Smrtovrisk / google-refine

Automatically exported from code.google.com/p/google-refine
Other
0 stars 0 forks source link

New Importer does not accept special separator characters completely such as Unicode chars #475

Closed GoogleCodeExporter closed 9 years ago

GoogleCodeExporter commented 9 years ago
What steps will reproduce the problem?
1. Create a Refine project with attached UTF-8 encoded text file.
2. In preview, try to use separator char for a "Start of Header" SOH typically 
expressed in Javascript as \u0001, or \x01, or \\ or \' or \" etc...

What is the expected output? What do you see instead?

Refine does not separate using any \ escaped special characters as shown here: 
http://www.c-point.com/javascript_tutorial/special_characters.htm

I also tried unchecking "Quotation marks are used..." and "Parse cell text into 
numbers, date..."  but still no changes with additional columns shown in 
preview while trying to use various special separator characters.

Original issue reported on code.google.com by thadguidry on 4 Nov 2011 at 3:11

Attachments:

GoogleCodeExporter commented 9 years ago
Update: I imported the attached test file as-is.  Then used Edit Column -> 
Split into several columns.  Used Split by Separator with Regular Expression 
checked and input the "Unicode code point" 
http://www.regular-expressions.info/unicode.html of \u0001 and clicked OK.  
That worked.

However, I still would like us to support any valid "Unicode code points" as 
separator characters during the importer preview stage.

Original comment by thadguidry on 4 Nov 2011 at 3:49

GoogleCodeExporter commented 9 years ago
Bounty $100 from me, via Paypal to anyone who can fix this and add enhancement 
of supporting any valid "Unicode code points" as separator characters during 
the initial importer preview stage.

Original comment by thadguidry on 4 Nov 2011 at 3:53

GoogleCodeExporter commented 9 years ago
Does cutting the character from someplace like a Character Map utility and 
pasting it into the field work?

It sounds like what you're really after is the ability to use some type of 
quoting/escaping notation for your separator characters.

Supplied records ▸
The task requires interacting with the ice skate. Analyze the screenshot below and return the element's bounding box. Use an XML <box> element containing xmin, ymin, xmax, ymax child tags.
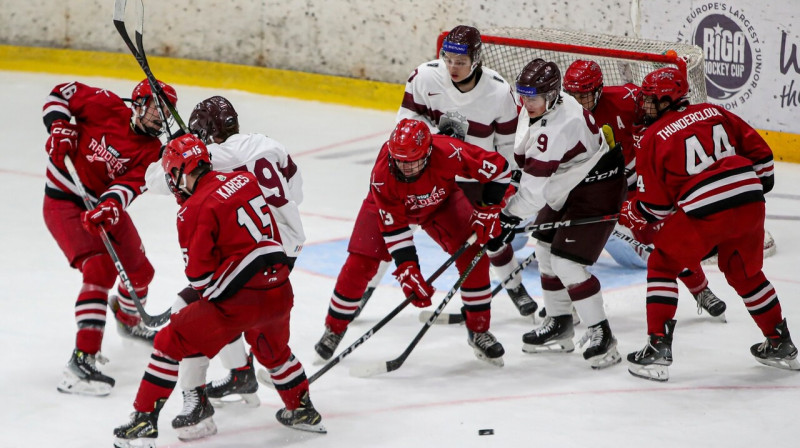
<box><xmin>578</xmin><ymin>320</ymin><xmax>622</xmax><ymax>369</ymax></box>
<box><xmin>206</xmin><ymin>353</ymin><xmax>261</xmax><ymax>408</ymax></box>
<box><xmin>628</xmin><ymin>319</ymin><xmax>675</xmax><ymax>381</ymax></box>
<box><xmin>750</xmin><ymin>319</ymin><xmax>800</xmax><ymax>370</ymax></box>
<box><xmin>506</xmin><ymin>283</ymin><xmax>539</xmax><ymax>317</ymax></box>
<box><xmin>108</xmin><ymin>295</ymin><xmax>158</xmax><ymax>345</ymax></box>
<box><xmin>275</xmin><ymin>391</ymin><xmax>328</xmax><ymax>434</ymax></box>
<box><xmin>467</xmin><ymin>330</ymin><xmax>506</xmax><ymax>367</ymax></box>
<box><xmin>693</xmin><ymin>288</ymin><xmax>728</xmax><ymax>322</ymax></box>
<box><xmin>314</xmin><ymin>325</ymin><xmax>347</xmax><ymax>364</ymax></box>
<box><xmin>58</xmin><ymin>348</ymin><xmax>114</xmax><ymax>397</ymax></box>
<box><xmin>539</xmin><ymin>306</ymin><xmax>581</xmax><ymax>327</ymax></box>
<box><xmin>114</xmin><ymin>398</ymin><xmax>167</xmax><ymax>448</ymax></box>
<box><xmin>522</xmin><ymin>314</ymin><xmax>575</xmax><ymax>353</ymax></box>
<box><xmin>172</xmin><ymin>386</ymin><xmax>217</xmax><ymax>442</ymax></box>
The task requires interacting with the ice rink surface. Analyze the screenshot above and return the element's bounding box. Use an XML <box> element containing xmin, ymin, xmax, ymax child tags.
<box><xmin>0</xmin><ymin>72</ymin><xmax>800</xmax><ymax>448</ymax></box>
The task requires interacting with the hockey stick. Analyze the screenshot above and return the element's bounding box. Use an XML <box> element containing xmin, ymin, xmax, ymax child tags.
<box><xmin>611</xmin><ymin>229</ymin><xmax>653</xmax><ymax>253</ymax></box>
<box><xmin>350</xmin><ymin>246</ymin><xmax>486</xmax><ymax>377</ymax></box>
<box><xmin>114</xmin><ymin>0</ymin><xmax>189</xmax><ymax>137</ymax></box>
<box><xmin>308</xmin><ymin>234</ymin><xmax>478</xmax><ymax>384</ymax></box>
<box><xmin>514</xmin><ymin>213</ymin><xmax>619</xmax><ymax>233</ymax></box>
<box><xmin>419</xmin><ymin>248</ymin><xmax>536</xmax><ymax>325</ymax></box>
<box><xmin>64</xmin><ymin>156</ymin><xmax>172</xmax><ymax>328</ymax></box>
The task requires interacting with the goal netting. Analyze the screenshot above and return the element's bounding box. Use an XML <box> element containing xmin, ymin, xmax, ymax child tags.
<box><xmin>437</xmin><ymin>28</ymin><xmax>706</xmax><ymax>103</ymax></box>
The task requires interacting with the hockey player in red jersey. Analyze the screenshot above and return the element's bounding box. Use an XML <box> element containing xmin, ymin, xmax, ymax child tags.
<box><xmin>564</xmin><ymin>59</ymin><xmax>726</xmax><ymax>321</ymax></box>
<box><xmin>114</xmin><ymin>134</ymin><xmax>325</xmax><ymax>447</ymax></box>
<box><xmin>490</xmin><ymin>59</ymin><xmax>626</xmax><ymax>369</ymax></box>
<box><xmin>378</xmin><ymin>25</ymin><xmax>538</xmax><ymax>316</ymax></box>
<box><xmin>146</xmin><ymin>96</ymin><xmax>305</xmax><ymax>440</ymax></box>
<box><xmin>315</xmin><ymin>119</ymin><xmax>511</xmax><ymax>366</ymax></box>
<box><xmin>43</xmin><ymin>80</ymin><xmax>178</xmax><ymax>395</ymax></box>
<box><xmin>620</xmin><ymin>68</ymin><xmax>800</xmax><ymax>381</ymax></box>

Exercise instructions ▸
1/ Answer these from the issue thread above:
(a) What bounty does the reporter offer, and by what payment method?
(b) In the update, which Split by Separator option was checked when the split succeeded?
(c) On what date and at what time was the original issue reported?
2/ Copy everything in the issue thread from "Original issue reported" down to "and clicked OK.".
3/ List the escape notations that step 2 of the issue thread's reproduction steps gives for the separator character.

Problem solutions ▸
1/
(a) $100, via Paypal.
(b) Regular Expression.
(c) 4 Nov 2011 at 3:11.

2/
Original issue reported on code.google.com by thadguidry on 4 Nov 2011 at 3:11

Attachments:

GoogleCodeExporter commented 9 years ago
Update: I imported the attached test file as-is.  Then used Edit Column -> 
Split into several columns.  Used Split by Separator with Regular Expression 
checked and input the "Unicode code point" 
http://www.regular-expressions.info/unicode.html of \u0001 and clicked OK.

3/
\u0001
\x01
\\
\'
\"